■ **Data to process**:

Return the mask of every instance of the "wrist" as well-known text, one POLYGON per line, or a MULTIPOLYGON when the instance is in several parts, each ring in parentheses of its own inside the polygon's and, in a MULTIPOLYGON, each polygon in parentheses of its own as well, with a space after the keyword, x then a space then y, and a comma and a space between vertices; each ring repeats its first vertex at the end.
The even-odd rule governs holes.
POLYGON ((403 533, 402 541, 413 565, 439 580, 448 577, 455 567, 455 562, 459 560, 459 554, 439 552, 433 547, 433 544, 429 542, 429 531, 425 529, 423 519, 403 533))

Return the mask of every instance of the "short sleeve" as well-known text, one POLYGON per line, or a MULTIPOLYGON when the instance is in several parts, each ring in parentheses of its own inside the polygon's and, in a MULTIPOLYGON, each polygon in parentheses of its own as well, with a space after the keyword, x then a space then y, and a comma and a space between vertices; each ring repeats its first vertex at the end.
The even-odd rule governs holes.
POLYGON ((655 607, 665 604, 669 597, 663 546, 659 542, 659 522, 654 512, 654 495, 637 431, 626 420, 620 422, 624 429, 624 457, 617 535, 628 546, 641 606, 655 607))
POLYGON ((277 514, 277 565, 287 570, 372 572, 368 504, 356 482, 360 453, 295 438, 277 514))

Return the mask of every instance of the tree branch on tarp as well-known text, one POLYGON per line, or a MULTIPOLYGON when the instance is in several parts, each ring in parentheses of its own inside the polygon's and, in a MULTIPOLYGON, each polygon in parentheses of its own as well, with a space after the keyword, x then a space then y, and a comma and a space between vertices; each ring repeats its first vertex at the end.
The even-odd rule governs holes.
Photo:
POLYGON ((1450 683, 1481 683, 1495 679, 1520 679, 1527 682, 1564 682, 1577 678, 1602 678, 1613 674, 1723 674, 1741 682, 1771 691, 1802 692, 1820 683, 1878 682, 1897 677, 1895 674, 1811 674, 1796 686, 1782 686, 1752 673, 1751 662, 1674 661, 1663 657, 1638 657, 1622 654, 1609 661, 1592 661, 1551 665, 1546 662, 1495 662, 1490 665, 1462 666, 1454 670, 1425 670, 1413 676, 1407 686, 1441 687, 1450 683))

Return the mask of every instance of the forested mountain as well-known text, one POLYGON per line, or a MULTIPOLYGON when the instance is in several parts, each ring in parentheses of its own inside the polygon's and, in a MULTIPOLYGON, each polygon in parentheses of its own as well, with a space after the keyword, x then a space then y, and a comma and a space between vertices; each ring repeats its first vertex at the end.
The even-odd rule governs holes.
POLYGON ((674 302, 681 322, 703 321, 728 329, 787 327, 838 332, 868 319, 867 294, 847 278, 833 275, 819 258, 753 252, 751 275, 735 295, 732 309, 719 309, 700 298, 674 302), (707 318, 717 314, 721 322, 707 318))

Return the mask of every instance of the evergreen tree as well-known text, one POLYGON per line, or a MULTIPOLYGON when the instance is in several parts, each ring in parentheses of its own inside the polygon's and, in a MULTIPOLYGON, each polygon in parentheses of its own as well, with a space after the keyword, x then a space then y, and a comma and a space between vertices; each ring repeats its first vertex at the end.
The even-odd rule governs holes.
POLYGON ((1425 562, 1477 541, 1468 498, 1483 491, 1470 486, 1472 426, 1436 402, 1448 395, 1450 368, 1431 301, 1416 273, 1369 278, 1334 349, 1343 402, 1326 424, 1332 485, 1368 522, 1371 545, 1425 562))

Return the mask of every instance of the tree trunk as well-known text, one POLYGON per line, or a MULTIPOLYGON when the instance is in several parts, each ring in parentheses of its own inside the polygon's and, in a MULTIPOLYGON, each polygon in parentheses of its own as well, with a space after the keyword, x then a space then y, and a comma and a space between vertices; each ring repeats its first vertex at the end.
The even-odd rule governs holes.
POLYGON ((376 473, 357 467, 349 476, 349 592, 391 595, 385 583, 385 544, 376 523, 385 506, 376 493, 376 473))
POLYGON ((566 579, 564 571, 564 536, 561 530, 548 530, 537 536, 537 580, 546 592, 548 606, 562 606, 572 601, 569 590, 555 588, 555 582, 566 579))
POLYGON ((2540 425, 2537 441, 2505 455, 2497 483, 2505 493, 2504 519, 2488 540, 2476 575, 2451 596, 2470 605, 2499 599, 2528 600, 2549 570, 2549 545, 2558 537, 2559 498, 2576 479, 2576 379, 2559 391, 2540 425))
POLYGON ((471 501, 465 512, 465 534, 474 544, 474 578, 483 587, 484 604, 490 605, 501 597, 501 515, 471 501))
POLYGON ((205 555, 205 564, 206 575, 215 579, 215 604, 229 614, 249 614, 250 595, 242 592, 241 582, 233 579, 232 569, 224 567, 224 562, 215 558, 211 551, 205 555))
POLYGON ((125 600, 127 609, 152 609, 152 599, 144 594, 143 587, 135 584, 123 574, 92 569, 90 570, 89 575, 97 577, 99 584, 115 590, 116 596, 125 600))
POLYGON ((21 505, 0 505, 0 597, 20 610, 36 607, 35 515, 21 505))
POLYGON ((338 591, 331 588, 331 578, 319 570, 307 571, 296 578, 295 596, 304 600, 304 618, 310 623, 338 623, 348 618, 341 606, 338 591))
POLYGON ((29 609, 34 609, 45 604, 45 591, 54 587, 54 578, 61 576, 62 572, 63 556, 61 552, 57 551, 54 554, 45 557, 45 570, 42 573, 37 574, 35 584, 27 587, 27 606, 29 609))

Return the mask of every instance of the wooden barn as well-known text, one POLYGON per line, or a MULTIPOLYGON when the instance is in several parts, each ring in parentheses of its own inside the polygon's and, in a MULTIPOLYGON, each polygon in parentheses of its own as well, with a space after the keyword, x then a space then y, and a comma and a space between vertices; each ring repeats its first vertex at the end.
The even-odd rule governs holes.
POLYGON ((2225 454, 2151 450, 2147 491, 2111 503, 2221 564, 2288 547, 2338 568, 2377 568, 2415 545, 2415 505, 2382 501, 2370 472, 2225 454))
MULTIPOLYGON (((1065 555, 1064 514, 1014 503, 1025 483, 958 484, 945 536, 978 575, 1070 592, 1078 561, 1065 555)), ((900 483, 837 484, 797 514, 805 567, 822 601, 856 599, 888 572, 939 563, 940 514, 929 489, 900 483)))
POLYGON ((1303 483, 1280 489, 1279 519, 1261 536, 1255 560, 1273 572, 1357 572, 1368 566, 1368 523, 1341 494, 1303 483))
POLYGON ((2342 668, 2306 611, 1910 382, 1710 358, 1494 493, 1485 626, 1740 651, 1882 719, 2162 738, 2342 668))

■ **Work required**: Transcribe the entries above so that nothing in them differs from the original.

■ **Output below**:
Return the mask of every instance of the "wrist" as well-known text, one POLYGON per line, or a MULTIPOLYGON when the instance is in several parts, each ring in parentheses of its own inside the polygon's and, in a MULTIPOLYGON, each polygon in parentheses of its own as well, with a space after the keyword, x then a space then y, and a comma and a space between vertices; each ring repeats its first vertex at the end.
The even-odd rule governs holes.
POLYGON ((403 533, 402 541, 413 565, 439 580, 448 577, 455 567, 455 562, 459 560, 459 554, 439 552, 433 547, 433 544, 429 542, 429 531, 425 529, 423 519, 403 533))

Return the mask of every instance of the "short sleeve" as well-known text, one POLYGON per line, or a MULTIPOLYGON when the instance is in several parts, each ring in parentheses of its own inside the polygon's and, in a MULTIPOLYGON, each polygon in parentheses of its own as well, with a space after the keyword, x then a space then y, and a comma and a space between vertices; each ring repeats its first vertex at the end.
The even-odd rule governs holes.
POLYGON ((655 607, 665 604, 669 597, 663 546, 659 542, 659 522, 654 512, 654 495, 637 431, 626 420, 620 422, 624 429, 624 457, 617 535, 628 546, 641 606, 655 607))
POLYGON ((277 514, 277 565, 287 570, 372 572, 368 504, 356 482, 360 453, 295 438, 277 514))

Return the mask of every instance of the tree branch on tarp as well-known text, one POLYGON per line, or a MULTIPOLYGON when the instance is in several parts, each ring in parentheses of its own inside the polygon's and, in a MULTIPOLYGON, each polygon in parentheses of its own as well, with a space after the keyword, x then a space then y, and a comma and a space between vertices; each ring repeats its first vertex at the end.
The even-odd rule governs holes.
Photo:
POLYGON ((1450 683, 1481 683, 1495 679, 1520 679, 1527 682, 1564 682, 1577 678, 1602 678, 1613 674, 1723 674, 1741 682, 1771 691, 1802 692, 1820 683, 1878 682, 1897 677, 1895 674, 1811 674, 1796 686, 1782 686, 1752 673, 1751 662, 1674 661, 1663 657, 1638 657, 1622 654, 1609 661, 1592 661, 1551 665, 1546 662, 1495 662, 1490 665, 1462 666, 1454 670, 1425 670, 1413 676, 1407 686, 1441 687, 1450 683))

Return the mask of every instance of the forested mountain as well-known text, one POLYGON per line, or a MULTIPOLYGON when the instance is in several parts, each ring in parentheses of its own inside the polygon's and, in a MULTIPOLYGON, each polygon in parentheses of its own as well, with a space after the keyword, x then a space then y, and a comma and a space between vertices; each ring repeats its first vertex at the end.
The even-odd rule governs holes.
POLYGON ((674 302, 681 322, 703 321, 728 329, 787 327, 838 332, 868 319, 867 294, 847 278, 833 275, 819 258, 753 252, 751 275, 735 295, 732 309, 719 309, 700 298, 674 302), (707 318, 717 314, 721 322, 707 318))

Return the mask of every instance of the evergreen tree as well-known text, one POLYGON per line, or a MULTIPOLYGON when the instance is in several parts, each ring in parentheses of its own inside the polygon's and, in a MULTIPOLYGON, each polygon in parentheses of its own as well, with a space after the keyword, x then a space then y, and a comma and a space between vertices; each ring repeats its first vertex at the end.
The even-odd rule governs holes.
POLYGON ((1425 562, 1477 541, 1468 498, 1483 491, 1470 486, 1472 426, 1436 402, 1448 395, 1450 368, 1431 301, 1416 273, 1369 278, 1334 349, 1343 402, 1326 424, 1332 485, 1368 522, 1371 545, 1425 562))

Return the mask of every instance of the tree trunk as well-known text, one POLYGON per line, or a MULTIPOLYGON when the instance is in several parts, each ring in parentheses of its own inside the polygon's and, in a MULTIPOLYGON, each polygon in parentheses of its own as well, with a space after the keyword, x then a space then y, and a comma and a space between vertices; each ring repeats its first vertex at the end.
The even-odd rule governs holes.
POLYGON ((376 473, 357 467, 349 476, 349 592, 391 595, 385 583, 385 544, 376 523, 385 506, 376 493, 376 473))
POLYGON ((566 579, 564 571, 564 536, 561 530, 548 530, 537 536, 537 580, 546 592, 548 606, 562 606, 572 601, 569 590, 555 588, 555 582, 566 579))
POLYGON ((2540 425, 2537 441, 2505 455, 2497 483, 2505 493, 2504 519, 2488 540, 2476 575, 2451 596, 2470 605, 2499 599, 2528 600, 2549 570, 2549 545, 2558 537, 2559 498, 2576 479, 2576 379, 2559 391, 2540 425))
POLYGON ((471 501, 465 512, 465 534, 474 544, 474 578, 483 587, 484 604, 490 605, 501 597, 501 515, 471 501))
POLYGON ((205 555, 205 564, 206 575, 215 579, 215 604, 229 614, 249 614, 250 595, 242 592, 241 582, 233 579, 232 569, 224 567, 224 562, 215 558, 211 551, 205 555))
POLYGON ((125 600, 127 609, 152 609, 152 599, 144 594, 143 587, 135 584, 123 574, 92 569, 90 570, 89 575, 97 577, 99 584, 115 590, 116 596, 125 600))
POLYGON ((21 505, 0 505, 0 597, 20 610, 36 607, 35 515, 21 505))
POLYGON ((338 591, 331 588, 331 578, 319 570, 307 571, 296 578, 295 596, 304 600, 304 618, 310 623, 338 623, 348 618, 341 606, 338 591))
POLYGON ((29 609, 34 609, 45 604, 45 591, 54 587, 54 578, 61 576, 62 572, 63 556, 61 552, 57 551, 54 554, 45 557, 45 570, 42 573, 37 574, 35 584, 27 587, 27 606, 29 609))

Return the mask of every instance of the wooden barn as well-known text, one POLYGON per line, or a MULTIPOLYGON when the instance is in several parts, each ring in parentheses of its own inside the polygon's and, in a MULTIPOLYGON, each polygon in parentheses of its own as well, with a space after the keyword, x then a space then y, and a comma and a space between vertices; each ring repeats its first vertex at the end.
The even-odd rule governs holes.
POLYGON ((2225 454, 2151 450, 2147 491, 2111 503, 2221 564, 2288 547, 2338 568, 2377 568, 2415 545, 2415 505, 2382 501, 2370 472, 2225 454))
MULTIPOLYGON (((1065 555, 1064 514, 1014 503, 1025 483, 958 484, 945 536, 978 575, 1070 592, 1078 561, 1065 555)), ((900 483, 837 484, 797 514, 805 567, 822 601, 856 599, 888 572, 939 563, 940 514, 929 489, 900 483)))
POLYGON ((1303 483, 1280 489, 1279 519, 1261 536, 1255 560, 1273 572, 1357 572, 1368 566, 1368 523, 1341 494, 1303 483))
POLYGON ((2342 668, 2306 611, 1910 382, 1710 358, 1494 493, 1485 626, 1740 651, 1882 719, 2162 738, 2342 668))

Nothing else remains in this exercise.